++++ Provided material ++++
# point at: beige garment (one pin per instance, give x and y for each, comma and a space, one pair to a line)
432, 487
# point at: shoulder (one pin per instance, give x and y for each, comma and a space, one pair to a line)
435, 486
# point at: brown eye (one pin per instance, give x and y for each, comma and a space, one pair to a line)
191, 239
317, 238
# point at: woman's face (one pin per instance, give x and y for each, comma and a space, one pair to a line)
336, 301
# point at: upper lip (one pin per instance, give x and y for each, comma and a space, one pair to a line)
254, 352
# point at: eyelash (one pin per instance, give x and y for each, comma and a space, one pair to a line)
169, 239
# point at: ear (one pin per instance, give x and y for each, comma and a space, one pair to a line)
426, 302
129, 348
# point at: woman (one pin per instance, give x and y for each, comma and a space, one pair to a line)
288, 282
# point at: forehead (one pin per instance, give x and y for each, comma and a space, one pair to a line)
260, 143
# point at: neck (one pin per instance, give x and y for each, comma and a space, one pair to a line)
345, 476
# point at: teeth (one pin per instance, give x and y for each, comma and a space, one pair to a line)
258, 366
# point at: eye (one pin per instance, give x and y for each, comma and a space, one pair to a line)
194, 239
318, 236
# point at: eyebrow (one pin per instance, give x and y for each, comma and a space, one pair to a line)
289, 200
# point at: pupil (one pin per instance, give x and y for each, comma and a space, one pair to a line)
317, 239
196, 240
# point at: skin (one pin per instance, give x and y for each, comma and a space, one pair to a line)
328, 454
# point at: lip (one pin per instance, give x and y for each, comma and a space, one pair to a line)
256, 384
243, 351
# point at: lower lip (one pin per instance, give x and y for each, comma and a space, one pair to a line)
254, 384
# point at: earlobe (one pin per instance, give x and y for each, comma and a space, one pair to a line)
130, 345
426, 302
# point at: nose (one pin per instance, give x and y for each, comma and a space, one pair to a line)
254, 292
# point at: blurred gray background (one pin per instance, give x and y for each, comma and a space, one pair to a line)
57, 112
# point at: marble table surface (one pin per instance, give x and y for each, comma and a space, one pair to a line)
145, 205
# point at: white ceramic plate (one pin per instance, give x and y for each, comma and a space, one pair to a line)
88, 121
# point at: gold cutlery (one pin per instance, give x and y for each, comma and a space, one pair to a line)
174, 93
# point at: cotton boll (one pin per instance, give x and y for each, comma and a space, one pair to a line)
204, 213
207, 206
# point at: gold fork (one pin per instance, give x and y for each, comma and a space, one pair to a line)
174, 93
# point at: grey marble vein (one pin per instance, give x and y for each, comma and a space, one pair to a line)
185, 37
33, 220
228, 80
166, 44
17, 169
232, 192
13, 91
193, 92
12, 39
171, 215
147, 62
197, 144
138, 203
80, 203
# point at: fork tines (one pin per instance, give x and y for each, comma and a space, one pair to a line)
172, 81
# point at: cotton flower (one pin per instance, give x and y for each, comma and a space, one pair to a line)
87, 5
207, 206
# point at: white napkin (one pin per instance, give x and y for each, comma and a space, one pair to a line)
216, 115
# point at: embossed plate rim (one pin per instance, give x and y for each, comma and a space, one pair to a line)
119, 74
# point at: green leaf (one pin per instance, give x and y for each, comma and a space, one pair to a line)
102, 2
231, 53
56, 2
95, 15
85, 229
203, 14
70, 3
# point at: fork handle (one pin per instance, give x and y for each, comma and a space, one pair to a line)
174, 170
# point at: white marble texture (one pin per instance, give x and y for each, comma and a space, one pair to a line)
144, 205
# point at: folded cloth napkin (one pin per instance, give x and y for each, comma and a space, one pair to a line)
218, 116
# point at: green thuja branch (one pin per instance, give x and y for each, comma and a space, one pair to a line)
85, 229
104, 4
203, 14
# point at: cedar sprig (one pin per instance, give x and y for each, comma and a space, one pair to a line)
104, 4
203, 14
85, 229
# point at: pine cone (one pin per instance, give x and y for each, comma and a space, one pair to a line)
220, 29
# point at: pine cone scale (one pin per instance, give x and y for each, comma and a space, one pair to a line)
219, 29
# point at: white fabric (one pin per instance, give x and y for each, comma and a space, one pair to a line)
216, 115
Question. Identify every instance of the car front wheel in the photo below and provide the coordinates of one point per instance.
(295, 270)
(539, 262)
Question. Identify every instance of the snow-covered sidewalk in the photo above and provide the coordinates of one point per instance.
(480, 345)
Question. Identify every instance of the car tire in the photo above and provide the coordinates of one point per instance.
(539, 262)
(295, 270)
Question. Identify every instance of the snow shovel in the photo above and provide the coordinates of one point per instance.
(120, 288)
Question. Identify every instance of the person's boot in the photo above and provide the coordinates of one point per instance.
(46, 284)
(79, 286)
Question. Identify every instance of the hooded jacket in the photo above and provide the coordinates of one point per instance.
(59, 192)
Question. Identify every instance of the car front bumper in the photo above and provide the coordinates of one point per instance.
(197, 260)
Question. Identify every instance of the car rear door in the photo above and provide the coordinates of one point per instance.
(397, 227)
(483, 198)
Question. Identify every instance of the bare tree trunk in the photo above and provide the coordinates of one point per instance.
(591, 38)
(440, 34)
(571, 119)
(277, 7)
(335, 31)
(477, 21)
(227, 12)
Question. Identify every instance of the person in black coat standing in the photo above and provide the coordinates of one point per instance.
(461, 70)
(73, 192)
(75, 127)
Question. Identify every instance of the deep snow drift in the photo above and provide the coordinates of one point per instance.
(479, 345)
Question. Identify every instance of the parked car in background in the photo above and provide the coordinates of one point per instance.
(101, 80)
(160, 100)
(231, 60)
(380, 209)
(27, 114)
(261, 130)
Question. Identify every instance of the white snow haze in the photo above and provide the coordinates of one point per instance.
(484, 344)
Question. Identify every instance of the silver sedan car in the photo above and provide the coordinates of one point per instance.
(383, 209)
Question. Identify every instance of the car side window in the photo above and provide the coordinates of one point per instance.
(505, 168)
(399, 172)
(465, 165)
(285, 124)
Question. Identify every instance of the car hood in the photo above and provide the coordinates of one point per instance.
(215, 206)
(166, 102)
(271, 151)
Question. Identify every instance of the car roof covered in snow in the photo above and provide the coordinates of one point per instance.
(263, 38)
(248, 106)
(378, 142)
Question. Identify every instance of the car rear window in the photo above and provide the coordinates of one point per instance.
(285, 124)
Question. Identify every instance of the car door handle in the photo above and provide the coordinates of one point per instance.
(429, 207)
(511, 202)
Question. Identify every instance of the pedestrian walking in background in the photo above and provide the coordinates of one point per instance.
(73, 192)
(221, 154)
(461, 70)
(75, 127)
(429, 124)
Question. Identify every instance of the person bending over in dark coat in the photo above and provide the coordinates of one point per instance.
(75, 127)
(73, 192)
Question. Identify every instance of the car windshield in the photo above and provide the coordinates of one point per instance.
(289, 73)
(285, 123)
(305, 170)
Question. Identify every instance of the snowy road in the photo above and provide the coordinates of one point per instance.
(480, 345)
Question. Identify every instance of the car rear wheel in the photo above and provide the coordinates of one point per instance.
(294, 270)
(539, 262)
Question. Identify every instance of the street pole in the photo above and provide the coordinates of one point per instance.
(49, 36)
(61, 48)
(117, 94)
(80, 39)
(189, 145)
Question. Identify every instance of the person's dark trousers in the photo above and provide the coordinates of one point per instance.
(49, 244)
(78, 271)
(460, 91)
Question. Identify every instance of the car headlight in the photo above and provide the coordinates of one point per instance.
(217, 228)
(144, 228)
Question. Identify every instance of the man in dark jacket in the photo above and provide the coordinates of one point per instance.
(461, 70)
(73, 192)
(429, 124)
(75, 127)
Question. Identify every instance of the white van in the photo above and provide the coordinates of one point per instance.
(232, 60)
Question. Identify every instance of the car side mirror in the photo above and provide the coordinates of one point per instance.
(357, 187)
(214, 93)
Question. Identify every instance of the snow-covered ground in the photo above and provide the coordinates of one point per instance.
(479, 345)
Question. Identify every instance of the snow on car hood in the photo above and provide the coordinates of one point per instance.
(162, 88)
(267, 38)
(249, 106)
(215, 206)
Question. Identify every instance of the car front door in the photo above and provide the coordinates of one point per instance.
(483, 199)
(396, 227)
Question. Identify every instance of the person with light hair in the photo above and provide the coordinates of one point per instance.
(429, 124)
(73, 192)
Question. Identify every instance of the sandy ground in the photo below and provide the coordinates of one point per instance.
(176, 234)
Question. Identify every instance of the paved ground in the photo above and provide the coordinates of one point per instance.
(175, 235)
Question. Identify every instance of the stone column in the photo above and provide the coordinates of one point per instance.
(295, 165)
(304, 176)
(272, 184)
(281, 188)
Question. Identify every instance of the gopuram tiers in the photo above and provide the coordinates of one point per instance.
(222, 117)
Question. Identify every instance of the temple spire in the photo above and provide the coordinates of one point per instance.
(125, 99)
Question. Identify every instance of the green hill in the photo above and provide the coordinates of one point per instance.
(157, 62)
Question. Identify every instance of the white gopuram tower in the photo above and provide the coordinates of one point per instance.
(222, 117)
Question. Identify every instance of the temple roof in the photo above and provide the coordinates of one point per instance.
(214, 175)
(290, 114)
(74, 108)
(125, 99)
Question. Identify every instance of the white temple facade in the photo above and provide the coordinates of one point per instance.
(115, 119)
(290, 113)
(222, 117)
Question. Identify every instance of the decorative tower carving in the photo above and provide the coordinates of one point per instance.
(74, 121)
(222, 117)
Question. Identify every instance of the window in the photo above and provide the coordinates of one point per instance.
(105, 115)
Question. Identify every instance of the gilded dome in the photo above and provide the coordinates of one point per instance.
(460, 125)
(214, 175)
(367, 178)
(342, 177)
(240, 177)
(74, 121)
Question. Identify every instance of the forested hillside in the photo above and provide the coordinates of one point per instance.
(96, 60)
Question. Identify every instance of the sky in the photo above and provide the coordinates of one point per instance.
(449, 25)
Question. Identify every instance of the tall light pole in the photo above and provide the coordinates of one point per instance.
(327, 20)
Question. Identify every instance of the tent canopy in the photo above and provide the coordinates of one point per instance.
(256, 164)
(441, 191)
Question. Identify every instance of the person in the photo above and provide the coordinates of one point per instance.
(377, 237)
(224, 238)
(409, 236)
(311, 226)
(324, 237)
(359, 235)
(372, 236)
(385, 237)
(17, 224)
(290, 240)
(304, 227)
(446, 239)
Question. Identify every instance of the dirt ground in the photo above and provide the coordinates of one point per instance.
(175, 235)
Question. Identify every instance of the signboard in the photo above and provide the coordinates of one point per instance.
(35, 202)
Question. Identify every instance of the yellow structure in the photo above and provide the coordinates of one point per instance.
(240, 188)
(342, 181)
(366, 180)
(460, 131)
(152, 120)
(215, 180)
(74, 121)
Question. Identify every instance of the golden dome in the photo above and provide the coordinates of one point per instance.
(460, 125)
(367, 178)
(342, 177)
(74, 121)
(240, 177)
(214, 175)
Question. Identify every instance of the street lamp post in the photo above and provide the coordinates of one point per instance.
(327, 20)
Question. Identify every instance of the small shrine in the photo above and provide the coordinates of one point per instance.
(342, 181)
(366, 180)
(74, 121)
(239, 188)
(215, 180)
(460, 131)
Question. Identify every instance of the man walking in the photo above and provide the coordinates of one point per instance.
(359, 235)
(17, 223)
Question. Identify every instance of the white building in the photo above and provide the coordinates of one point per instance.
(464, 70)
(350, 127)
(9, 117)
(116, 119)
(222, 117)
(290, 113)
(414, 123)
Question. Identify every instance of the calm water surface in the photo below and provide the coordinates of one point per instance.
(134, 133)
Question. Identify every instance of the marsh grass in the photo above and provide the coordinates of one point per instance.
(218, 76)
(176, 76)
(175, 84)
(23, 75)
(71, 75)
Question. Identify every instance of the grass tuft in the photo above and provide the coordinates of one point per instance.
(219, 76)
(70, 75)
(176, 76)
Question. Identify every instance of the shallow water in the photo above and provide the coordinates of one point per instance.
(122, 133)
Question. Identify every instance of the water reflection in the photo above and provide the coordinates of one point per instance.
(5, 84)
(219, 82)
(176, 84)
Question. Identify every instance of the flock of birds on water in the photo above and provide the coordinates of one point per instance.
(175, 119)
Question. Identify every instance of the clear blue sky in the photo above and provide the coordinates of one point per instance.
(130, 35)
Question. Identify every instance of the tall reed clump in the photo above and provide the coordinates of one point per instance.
++++
Exercise prompt ->
From the line with "Question. Identify every instance of the grass" to the last line of the material, give every line again exactly, and only those lines.

Answer to this task ->
Question. Identify every instance of the grass tuft in the photo above and provide the coordinates of one point per instance.
(219, 76)
(70, 75)
(176, 76)
Question. Identify every instance of the shallow water in the photo above and provide the coordinates of one point per instance.
(122, 133)
Question. Identify every instance of the water reflection in the photo above and provide the coordinates of one point per instance.
(5, 84)
(219, 82)
(176, 84)
Question. Identify every instance of the flock of birds on water in the photo above and provide the coordinates of one point per instance.
(175, 119)
Question. Identify every instance of the clear blue sky in the photo above and provide the coordinates of one point per instance.
(130, 35)
Question. Identify every instance of the tall reed clump in the photo above and provide the coordinates of one point per instance.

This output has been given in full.